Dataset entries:
------------------------------------------------

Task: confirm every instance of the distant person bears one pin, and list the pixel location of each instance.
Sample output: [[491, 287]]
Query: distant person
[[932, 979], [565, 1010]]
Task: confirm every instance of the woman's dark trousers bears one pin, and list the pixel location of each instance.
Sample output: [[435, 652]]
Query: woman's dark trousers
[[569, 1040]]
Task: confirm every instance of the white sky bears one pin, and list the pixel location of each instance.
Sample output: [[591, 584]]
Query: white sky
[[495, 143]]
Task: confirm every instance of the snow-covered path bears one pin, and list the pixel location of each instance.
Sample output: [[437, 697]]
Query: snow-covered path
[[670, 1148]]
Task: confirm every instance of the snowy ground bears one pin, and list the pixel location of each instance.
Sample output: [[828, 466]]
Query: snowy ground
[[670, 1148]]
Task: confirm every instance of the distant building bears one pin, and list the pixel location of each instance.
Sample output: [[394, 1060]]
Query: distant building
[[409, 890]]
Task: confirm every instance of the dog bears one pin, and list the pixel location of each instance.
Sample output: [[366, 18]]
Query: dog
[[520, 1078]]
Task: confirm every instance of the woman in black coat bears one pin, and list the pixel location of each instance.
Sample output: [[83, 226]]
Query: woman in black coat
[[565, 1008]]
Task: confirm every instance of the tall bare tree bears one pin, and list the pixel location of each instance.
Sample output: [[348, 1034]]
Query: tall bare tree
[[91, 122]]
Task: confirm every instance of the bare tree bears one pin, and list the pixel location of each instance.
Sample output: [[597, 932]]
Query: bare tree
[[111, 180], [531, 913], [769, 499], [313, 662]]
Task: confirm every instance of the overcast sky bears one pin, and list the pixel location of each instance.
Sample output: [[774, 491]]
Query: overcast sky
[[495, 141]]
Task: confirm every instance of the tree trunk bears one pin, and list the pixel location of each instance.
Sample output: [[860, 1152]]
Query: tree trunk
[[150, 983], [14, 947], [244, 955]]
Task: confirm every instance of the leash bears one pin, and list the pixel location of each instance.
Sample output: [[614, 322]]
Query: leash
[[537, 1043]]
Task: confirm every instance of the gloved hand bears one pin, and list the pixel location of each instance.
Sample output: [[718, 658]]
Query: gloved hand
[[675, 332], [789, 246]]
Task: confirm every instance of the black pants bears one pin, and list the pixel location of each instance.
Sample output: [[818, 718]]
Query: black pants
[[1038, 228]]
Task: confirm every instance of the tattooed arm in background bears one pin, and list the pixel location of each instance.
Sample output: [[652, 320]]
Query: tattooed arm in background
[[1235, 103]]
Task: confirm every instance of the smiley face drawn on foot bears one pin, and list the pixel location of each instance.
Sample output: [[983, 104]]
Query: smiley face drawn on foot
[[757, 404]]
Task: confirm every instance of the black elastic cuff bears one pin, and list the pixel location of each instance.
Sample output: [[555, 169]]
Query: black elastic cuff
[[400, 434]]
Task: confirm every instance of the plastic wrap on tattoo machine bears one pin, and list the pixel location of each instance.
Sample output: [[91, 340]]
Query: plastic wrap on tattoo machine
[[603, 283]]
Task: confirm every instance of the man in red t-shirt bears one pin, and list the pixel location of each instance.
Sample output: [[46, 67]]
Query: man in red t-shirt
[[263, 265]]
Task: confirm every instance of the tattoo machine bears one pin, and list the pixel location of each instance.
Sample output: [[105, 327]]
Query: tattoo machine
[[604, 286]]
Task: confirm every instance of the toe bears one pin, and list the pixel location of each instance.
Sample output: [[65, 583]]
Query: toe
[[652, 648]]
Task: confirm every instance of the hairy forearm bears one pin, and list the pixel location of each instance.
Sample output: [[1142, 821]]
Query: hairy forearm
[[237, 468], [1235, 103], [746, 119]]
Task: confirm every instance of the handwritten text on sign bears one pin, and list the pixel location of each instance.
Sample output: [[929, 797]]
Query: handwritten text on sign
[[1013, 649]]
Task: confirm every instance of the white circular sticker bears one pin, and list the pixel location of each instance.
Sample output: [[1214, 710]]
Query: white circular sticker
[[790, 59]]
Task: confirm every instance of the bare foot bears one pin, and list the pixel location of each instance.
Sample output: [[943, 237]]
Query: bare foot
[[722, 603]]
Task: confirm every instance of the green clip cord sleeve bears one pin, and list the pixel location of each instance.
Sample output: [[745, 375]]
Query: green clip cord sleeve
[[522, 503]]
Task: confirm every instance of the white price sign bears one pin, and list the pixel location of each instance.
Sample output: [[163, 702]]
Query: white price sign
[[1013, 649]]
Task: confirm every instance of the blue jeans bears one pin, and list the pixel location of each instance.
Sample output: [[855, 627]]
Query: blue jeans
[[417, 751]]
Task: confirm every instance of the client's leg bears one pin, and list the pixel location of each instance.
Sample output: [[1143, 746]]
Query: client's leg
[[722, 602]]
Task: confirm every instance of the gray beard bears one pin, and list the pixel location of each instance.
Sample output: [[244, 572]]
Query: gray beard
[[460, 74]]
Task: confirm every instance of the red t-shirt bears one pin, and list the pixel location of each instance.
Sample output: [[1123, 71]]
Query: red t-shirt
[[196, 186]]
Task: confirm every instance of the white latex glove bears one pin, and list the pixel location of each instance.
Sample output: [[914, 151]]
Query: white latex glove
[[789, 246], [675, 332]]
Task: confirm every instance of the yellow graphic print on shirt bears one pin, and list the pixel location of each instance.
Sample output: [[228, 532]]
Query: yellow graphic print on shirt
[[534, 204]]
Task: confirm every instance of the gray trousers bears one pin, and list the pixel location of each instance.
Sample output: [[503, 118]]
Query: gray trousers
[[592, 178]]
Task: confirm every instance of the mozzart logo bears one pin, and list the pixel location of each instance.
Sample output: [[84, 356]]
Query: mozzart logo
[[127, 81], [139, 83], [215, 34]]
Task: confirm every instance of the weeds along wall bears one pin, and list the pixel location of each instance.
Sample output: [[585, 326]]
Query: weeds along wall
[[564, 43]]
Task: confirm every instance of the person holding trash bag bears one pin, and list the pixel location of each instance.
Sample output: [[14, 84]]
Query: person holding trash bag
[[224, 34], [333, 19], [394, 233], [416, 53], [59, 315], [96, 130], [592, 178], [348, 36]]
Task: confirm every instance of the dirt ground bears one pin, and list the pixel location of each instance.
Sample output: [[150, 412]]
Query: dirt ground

------------------------------------------------

▶ **Problem to solve**
Can you return, unchanged, the lines from the start of the entries through the line containing "[[495, 143]]", including both ends?

▶ **Response to the task**
Task: confirm every instance of the distant person bears one pin, and list the pixel location of each instance.
Sample output: [[491, 287]]
Query: distant person
[[932, 979], [565, 1010]]
Task: confirm every instance of the woman's dark trousers bears one pin, and list the pixel location of each instance.
Sample output: [[435, 652]]
Query: woman's dark trousers
[[569, 1040]]
Task: confirm every instance of the white sky bears one pin, and list the pixel location of each instance.
Sample output: [[591, 584]]
Query: white sky
[[495, 143]]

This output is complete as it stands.